## Task statement
Copy the records again, requests included, starting at the line that contains "it for dark" and stopping after the line that contains "(106, 159), (116, 187)". In the answers only, multiply every box coordinate by 0.95 and round to whole numbers, with halves going up.

(Rows of box annotation data)
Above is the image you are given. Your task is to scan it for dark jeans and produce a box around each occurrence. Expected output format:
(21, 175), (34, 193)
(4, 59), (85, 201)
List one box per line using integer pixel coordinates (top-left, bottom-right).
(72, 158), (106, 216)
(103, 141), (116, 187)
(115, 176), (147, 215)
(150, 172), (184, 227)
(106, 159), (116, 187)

==

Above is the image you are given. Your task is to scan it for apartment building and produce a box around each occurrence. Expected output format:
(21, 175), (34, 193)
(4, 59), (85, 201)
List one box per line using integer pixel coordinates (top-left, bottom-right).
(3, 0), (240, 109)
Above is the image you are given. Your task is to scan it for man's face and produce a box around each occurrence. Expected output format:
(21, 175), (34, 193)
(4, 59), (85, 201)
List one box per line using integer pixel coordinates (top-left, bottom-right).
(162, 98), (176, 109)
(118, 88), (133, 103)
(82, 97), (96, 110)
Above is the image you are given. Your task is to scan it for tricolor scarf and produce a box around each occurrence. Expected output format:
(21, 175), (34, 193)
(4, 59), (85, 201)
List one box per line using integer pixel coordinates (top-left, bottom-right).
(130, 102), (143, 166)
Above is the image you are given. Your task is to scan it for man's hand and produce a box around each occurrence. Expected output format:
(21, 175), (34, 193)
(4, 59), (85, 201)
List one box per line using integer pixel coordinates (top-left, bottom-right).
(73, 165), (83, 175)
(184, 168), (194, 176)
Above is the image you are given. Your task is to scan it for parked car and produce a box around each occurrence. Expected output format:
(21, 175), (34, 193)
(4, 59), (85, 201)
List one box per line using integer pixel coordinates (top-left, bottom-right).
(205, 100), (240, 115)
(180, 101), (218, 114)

* * *

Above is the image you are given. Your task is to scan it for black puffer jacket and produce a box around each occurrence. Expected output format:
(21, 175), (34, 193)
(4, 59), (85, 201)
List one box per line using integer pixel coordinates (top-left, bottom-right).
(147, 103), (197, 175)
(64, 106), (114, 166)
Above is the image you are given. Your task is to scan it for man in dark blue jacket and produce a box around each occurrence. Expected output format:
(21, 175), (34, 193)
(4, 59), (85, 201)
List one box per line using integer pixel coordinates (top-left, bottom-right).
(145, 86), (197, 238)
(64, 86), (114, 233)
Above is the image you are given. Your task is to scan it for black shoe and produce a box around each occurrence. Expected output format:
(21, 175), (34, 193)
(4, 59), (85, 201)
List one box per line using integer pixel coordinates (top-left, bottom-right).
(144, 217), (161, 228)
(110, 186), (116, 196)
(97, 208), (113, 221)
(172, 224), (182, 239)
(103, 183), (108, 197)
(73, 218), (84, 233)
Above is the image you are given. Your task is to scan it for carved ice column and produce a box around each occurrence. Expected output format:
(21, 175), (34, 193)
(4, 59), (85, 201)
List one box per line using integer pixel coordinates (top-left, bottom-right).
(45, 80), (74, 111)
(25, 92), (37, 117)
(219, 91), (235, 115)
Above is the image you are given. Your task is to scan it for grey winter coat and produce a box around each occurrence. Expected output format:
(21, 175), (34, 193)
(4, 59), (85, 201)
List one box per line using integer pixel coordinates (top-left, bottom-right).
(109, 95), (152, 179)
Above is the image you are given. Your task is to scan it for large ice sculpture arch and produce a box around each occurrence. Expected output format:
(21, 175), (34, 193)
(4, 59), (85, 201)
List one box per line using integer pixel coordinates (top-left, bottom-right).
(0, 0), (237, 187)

## Task answer
Above is the image you are given. Your task is to scan it for dark jeans and produce a box around each occurrence. Expected output format:
(21, 175), (34, 193)
(4, 59), (85, 201)
List one box per line using integer pixel coordinates (top-left, bottom-right).
(68, 150), (101, 205)
(98, 134), (110, 178)
(109, 167), (140, 204)
(143, 163), (175, 216)
(101, 151), (110, 178)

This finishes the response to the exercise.